Challenge: Output every line of the data below as a Markdown table with two columns, Row and Line. Number the rows in order and omit any blank lines.

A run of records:
....
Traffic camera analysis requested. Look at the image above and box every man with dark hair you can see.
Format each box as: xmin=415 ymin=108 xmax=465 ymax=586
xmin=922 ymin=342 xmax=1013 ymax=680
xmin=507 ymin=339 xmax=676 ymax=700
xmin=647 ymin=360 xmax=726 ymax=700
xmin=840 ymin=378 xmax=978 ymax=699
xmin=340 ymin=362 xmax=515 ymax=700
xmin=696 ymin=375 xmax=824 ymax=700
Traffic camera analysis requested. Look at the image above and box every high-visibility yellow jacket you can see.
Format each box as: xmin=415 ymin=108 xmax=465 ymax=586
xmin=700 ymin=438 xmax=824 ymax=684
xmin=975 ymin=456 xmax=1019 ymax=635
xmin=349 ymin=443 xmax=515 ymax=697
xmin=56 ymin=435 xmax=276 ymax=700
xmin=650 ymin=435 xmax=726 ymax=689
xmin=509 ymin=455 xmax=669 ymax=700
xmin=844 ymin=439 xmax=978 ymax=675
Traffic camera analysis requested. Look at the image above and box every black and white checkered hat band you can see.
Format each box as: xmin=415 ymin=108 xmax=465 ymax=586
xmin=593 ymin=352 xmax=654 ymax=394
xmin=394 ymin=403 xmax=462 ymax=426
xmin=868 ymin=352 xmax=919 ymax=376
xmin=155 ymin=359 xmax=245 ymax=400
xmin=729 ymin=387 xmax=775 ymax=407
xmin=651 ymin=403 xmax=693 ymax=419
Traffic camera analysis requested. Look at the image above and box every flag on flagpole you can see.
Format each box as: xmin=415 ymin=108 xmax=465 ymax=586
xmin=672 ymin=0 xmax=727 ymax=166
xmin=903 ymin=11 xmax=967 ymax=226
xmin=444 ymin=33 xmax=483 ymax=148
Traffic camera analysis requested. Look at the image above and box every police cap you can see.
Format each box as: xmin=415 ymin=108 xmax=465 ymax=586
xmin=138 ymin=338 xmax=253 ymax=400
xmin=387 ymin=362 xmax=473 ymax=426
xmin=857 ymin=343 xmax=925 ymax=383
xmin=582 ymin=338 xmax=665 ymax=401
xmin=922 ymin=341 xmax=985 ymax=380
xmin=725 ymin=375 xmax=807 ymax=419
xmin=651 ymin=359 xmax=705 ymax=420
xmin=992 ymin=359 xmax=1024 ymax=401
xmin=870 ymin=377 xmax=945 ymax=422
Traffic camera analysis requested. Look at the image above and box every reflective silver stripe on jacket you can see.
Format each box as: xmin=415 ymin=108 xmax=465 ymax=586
....
The result:
| Row | Line |
|---|---|
| 1 | Traffic camera analysis requested. Look at the image above and box every man with dark hair you can see. |
| 2 | Format each box as: xmin=415 ymin=108 xmax=465 ymax=586 |
| 3 | xmin=922 ymin=342 xmax=1013 ymax=680 |
| 4 | xmin=507 ymin=339 xmax=676 ymax=700 |
| 5 | xmin=647 ymin=360 xmax=726 ymax=700 |
| 6 | xmin=840 ymin=378 xmax=978 ymax=699 |
| 7 | xmin=340 ymin=362 xmax=515 ymax=700 |
| 8 | xmin=696 ymin=375 xmax=824 ymax=700 |
| 9 | Traffic camera analysis requested. Look at the image above and box every high-visibility yellow jacket you can see. |
| 10 | Format each box as: xmin=415 ymin=108 xmax=465 ymax=586 |
| 11 | xmin=700 ymin=438 xmax=824 ymax=684 |
| 12 | xmin=975 ymin=456 xmax=1019 ymax=635 |
| 13 | xmin=349 ymin=443 xmax=515 ymax=697 |
| 14 | xmin=56 ymin=435 xmax=276 ymax=700 |
| 15 | xmin=650 ymin=435 xmax=726 ymax=689 |
| 16 | xmin=509 ymin=455 xmax=669 ymax=700 |
| 17 | xmin=844 ymin=439 xmax=978 ymax=675 |
| 18 | Traffic camera analysis requested. Look at the image above and box every black and white checkered hat band you can see. |
| 19 | Format each box as: xmin=415 ymin=108 xmax=465 ymax=586 |
| 20 | xmin=593 ymin=352 xmax=654 ymax=394 |
| 21 | xmin=394 ymin=403 xmax=462 ymax=426 |
| 22 | xmin=868 ymin=352 xmax=919 ymax=376 |
| 23 | xmin=155 ymin=359 xmax=245 ymax=400 |
| 24 | xmin=729 ymin=387 xmax=775 ymax=407 |
| 25 | xmin=651 ymin=403 xmax=693 ymax=419 |
| 26 | Traffic camera analysis requested. Look at the image above and box every flag on flagpole you can see. |
| 27 | Format each box as: xmin=415 ymin=108 xmax=465 ymax=586 |
| 28 | xmin=672 ymin=0 xmax=727 ymax=166 |
| 29 | xmin=903 ymin=11 xmax=967 ymax=226 |
| 30 | xmin=444 ymin=33 xmax=483 ymax=148 |
| 31 | Traffic camera analysis requested. Look at the image above and box every police cap you can see. |
| 32 | Format each box as: xmin=415 ymin=108 xmax=465 ymax=586 |
| 33 | xmin=138 ymin=338 xmax=253 ymax=400 |
| 34 | xmin=387 ymin=362 xmax=473 ymax=426 |
| 35 | xmin=857 ymin=343 xmax=925 ymax=383 |
| 36 | xmin=582 ymin=338 xmax=665 ymax=401 |
| 37 | xmin=922 ymin=341 xmax=985 ymax=380 |
| 38 | xmin=725 ymin=375 xmax=807 ymax=419 |
| 39 | xmin=651 ymin=359 xmax=705 ymax=420 |
| 40 | xmin=992 ymin=359 xmax=1024 ymax=401 |
| 41 | xmin=870 ymin=377 xmax=945 ymax=422 |
| 42 | Traffic camera analysis requested. Look at the image above and box every reflective silver stripe on jacket you can see. |
| 43 | Format each box as: xmin=415 ymin=108 xmax=465 ymax=586 |